• Tarefa 1
Liste os intertítulos que dividem a entrevista com Adams na reportagem sobre o STF.
• Tarefa 2
Reproduza fielmente a passagem da reportagem sobre o STF que vai de "Pelo menos quatro" até "do texto constitucional.".

• Texto selecionado
• • • • •

A coordenadora do Núcleo de Constitucionalismo e Democracia da UFPR, Vera Karam Chueiri, avalia que, apesar das mudanças no jul­ga­mento, o STF abriu uma porta de diálogo com o Con­gresso ao modular a decisão para MPs futuras. "Não é nem uma questão de uma simples conversa, mas de se pensar melhor em soluções compartilhadas. É possível buscar caminhos melhores para todos." (AG)

Entrevista

"STF foi maduro", diz Adams

O ministro da Advocacia-Geral da União, Luís Inácio Adams, elogiou a postura do Supremo Tribunal Federal (STF) ao voltar atrás na decisão sobre as medidas provisórias. Adams esteve em Curitiba na última semana para proferir a palestra "Governo, Sociedade e Mercado: desafios, litígios e cooperação", na Estação Business School, e falou sobre o assunto à Gazeta do Povo. Veja os principais trechos da entrevista:

Voltar atrás

"O STF foi muito maduro como instituição, como poder, de compreender, em um segundo momento, o impacto da sua decisão e revê-la para garantir a estabilidade do país. E isso tem que ser valorizado porque o não compreender isso, por outra linha, é premiar a ideia de uma instabilidade constante no nosso processo político, jurídico. Eu acho que está se fazendo tempestade com relação a este fato quando deveria se estar comemorando de o Supremo ter a maturidade institucional, ser uma corte constitucional que compreende o seu papel de maneira a estabilizar o país."

Medidas provisórias

"A possibilidade de impasse é muito grande no processo de decisão legislativa. O problema de abrir a instituição da comissão mista como instância de deliberação é pelo fato de que essa comissão mista poder se tornar mais uma instância de impasse. E a medida provisória tem um prazo certo de aprovação. Eu não sou daqueles que vê a medida provisória como um mal."

Insegurança jurídica

"Insegurança jurídica é você realizar atos com base num sistema jurídico dado e de uma forma subsequente descobrir que aqueles atos são infundados. Você tem a sua conduta baseada numa compreensão do Direito que é dada pela legislação, mas também pelos tribunais e, no momento subsequente, é puxado seu tapete e você perde qualquer referência de como é que você vai se comportar. Isso que gera insegurança jurídica, o que o tribunal fez foi preservar."

Joana Santos Neitsch

  • Decisões recentes do STF suscitaram conflitos e levantaram dúvidas sobre segurança jurídica

Pelo menos quatro ações julgadas pelo Supremo Tribunal Federal (STF) nos últimos cinco anos colocam à prova o sistema de pesos e contrapesos entre os poderes da República e abrem margem para a discussão sobre a segurança jurídica das decisões. Da instituição da fidelidade partidária, em 2007, à definição de uma nova jurisprudência para a tramitação de medidas provisórias (MPs), no começo deste mês, o Judiciário tem colidido com interesses do Executivo e do Legislativo. Os conflitos, que em alguns casos geraram mudanças no rumo das sentenças, são apontados por especialistas como um processo de amadurecimento da aplicação do texto constitucional.

• • • • •

Registros salvos
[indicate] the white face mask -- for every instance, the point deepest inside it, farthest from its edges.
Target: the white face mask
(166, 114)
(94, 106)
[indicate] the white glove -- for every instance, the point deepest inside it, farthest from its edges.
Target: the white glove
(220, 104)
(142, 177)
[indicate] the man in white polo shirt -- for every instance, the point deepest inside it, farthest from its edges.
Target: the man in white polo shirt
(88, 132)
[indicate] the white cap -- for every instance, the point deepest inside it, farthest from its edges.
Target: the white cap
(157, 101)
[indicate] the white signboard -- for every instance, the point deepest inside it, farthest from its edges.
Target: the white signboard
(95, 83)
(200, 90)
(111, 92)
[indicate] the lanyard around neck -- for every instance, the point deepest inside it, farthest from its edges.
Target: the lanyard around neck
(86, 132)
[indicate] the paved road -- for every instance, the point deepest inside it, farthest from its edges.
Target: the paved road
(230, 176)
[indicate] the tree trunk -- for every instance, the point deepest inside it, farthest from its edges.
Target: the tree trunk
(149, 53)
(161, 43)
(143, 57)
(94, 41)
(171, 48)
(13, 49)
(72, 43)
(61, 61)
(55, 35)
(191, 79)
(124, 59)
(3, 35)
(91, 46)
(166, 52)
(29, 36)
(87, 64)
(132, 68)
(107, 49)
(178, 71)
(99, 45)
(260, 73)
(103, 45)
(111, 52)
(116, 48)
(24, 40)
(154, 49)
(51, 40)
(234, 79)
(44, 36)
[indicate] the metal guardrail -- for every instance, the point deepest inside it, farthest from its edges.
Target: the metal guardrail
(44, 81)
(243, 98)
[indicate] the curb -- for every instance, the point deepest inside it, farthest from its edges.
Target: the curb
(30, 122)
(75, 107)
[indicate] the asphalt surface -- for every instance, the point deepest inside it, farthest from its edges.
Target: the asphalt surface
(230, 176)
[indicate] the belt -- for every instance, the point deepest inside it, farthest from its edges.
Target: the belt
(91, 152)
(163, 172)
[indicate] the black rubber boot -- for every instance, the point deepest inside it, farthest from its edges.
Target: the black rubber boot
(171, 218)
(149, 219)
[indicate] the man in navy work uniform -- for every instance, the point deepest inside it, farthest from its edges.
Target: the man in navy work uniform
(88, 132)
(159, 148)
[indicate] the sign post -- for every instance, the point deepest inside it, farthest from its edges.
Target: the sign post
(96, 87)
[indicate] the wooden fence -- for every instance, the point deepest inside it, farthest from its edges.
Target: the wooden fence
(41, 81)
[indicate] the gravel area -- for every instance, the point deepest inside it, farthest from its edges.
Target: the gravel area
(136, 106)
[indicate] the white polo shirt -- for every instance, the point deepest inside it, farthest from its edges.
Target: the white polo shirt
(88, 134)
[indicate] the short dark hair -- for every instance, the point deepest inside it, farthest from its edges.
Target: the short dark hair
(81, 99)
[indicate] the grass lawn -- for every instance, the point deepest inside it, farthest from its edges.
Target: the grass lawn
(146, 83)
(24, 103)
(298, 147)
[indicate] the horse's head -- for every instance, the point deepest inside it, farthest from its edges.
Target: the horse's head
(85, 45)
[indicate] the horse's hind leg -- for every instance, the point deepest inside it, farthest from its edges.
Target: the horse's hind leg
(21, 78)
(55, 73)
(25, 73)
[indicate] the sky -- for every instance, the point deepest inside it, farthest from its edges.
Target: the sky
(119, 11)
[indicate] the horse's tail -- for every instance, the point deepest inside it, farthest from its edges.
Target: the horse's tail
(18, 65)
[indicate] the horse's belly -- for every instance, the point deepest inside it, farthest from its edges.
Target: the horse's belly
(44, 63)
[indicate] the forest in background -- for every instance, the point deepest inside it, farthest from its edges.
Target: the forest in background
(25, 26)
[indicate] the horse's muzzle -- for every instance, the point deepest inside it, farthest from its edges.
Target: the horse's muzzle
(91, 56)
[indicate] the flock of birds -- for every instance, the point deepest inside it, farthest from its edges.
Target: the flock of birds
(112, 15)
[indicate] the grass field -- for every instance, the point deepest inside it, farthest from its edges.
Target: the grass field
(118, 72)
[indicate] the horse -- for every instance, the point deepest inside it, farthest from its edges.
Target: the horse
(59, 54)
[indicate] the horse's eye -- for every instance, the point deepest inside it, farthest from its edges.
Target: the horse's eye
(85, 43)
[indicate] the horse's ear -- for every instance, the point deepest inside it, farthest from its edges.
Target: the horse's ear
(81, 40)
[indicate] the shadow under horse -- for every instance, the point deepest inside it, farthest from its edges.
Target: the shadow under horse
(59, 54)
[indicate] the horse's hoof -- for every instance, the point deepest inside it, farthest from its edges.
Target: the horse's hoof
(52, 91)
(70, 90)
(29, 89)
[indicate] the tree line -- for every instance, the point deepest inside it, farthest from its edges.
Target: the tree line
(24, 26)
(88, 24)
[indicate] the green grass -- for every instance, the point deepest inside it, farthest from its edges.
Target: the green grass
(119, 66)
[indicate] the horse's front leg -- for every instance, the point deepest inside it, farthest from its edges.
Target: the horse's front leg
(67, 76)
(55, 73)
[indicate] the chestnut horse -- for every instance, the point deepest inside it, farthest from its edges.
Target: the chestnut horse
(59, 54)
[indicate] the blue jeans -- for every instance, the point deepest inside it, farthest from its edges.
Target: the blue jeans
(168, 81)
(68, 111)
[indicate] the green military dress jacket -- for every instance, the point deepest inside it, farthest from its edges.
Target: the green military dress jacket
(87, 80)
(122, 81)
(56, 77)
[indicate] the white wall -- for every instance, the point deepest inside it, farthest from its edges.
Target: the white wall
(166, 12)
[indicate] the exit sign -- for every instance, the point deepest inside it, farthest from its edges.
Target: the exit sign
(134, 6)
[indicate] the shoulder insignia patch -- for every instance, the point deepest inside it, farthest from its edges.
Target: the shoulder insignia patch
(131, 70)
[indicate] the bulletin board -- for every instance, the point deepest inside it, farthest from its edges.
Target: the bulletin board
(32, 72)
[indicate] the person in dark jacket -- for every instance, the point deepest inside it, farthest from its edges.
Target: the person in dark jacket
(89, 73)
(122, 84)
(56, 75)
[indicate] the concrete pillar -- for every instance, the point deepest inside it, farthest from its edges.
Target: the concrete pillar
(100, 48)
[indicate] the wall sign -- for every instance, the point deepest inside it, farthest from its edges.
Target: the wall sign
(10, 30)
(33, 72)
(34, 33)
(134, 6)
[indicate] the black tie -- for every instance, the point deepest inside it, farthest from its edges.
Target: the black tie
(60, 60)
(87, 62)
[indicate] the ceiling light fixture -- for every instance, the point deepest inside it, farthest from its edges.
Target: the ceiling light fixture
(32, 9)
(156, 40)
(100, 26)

• • • • •

• Resultado 1
Voltar atrás
Medidas provisórias
Insegurança jurídica

• Resultado 2
Pelo menos quatro ações julgadas pelo Supremo Tribunal Federal (STF) nos últimos cinco anos colocam à prova o sistema de pesos e contrapesos entre os poderes da República e abrem margem para a discussão sobre a segurança jurídica das decisões. Da instituição da fidelidade partidária, em 2007, à definição de uma nova jurisprudência para a tramitação de medidas provisórias (MPs), no começo deste mês, o Judiciário tem colidido com interesses do Executivo e do Legislativo. Os conflitos, que em alguns casos geraram mudanças no rumo das sentenças, são apontados por especialistas como um processo de amadurecimento da aplicação do texto constitucional.